# Your objective
Set down all of the data that follows, keeping every character.

# Dataset records
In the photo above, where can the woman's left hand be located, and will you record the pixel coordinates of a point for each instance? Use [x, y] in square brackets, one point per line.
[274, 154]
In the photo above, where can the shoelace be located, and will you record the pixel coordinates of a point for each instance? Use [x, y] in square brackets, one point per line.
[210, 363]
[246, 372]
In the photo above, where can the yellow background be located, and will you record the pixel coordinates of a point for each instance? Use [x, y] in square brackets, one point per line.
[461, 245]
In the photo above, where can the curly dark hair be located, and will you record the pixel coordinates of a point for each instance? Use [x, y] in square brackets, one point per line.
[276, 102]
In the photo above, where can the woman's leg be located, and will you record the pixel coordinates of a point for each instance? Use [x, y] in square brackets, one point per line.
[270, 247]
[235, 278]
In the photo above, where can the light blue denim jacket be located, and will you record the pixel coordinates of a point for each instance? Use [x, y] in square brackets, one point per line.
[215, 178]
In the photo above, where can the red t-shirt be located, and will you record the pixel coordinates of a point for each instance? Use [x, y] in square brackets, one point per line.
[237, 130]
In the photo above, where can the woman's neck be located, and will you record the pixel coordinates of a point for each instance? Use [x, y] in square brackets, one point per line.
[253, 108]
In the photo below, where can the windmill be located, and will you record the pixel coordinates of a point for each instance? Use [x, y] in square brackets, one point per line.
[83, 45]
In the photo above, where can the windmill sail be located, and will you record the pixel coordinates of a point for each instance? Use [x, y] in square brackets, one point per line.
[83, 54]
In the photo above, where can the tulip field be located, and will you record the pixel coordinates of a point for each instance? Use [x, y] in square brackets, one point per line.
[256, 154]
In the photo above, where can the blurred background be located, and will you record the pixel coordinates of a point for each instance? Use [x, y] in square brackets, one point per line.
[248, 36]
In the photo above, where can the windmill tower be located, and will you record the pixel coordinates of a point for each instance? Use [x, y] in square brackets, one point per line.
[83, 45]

# Answer space
In the photo above, where can the woman's left hand be located, and will you record the pixel coordinates of a point for each instance? Use [x, y] in square brackets, one point per line.
[274, 154]
In the photo above, where can the shoelace be located, and will you record the pixel coordinates of a point for each instance? Use [x, y] in square brackets, one point per line.
[210, 363]
[246, 372]
In the photo above, where can the yellow background be located, and will you record the pixel coordinates of a point for each instance? Use [x, y] in square brackets, one point per line.
[461, 245]
In the photo above, where can the curly dark hair be located, and will you record the pixel coordinates of a point for each instance? Use [x, y] in square brackets, one point per line.
[276, 102]
In the photo above, where can the woman's leg be located, and will you record the pixel coordinates of a point for each instance? Use [x, y] in square brackets, one point per line.
[270, 247]
[235, 278]
In the photo above, where can the light blue denim jacket be located, and will you record the pixel coordinates of a point for each instance? Use [x, y] in square brackets, one point per line.
[215, 178]
In the photo above, where can the red t-shirt be located, and will you record the pixel coordinates of a point for each instance? Use [x, y] in square brackets, one point per line.
[237, 130]
In the photo above, where can the woman's neck be located, and will you record the pixel coordinates of a point for each instance? Use [x, y] in square brackets, one point per line.
[253, 108]
In the photo below, where can the windmill be located, and will you record the pixel coordinates of a point for each instance? Use [x, y] in square brackets, one point per line.
[83, 45]
In the photo above, where can the windmill sail be located, and will you record the pixel coordinates of a point for each instance? Use [x, y] in square brackets, one point per line.
[83, 54]
In the photo above, where can the tulip field be located, and will you record the pixel coordinates of a point for each instance? Use [x, y] in square brackets, one point per line.
[256, 154]
In the photo above, where can the blurred background be located, and will you record the pixel coordinates of a point for each instance? Use [x, y] in square brackets, one point per line.
[248, 36]
In the photo above, where can the windmill tower be located, and will you record the pixel coordinates of a point for each instance? Use [x, y] in square brackets, one point per line.
[83, 45]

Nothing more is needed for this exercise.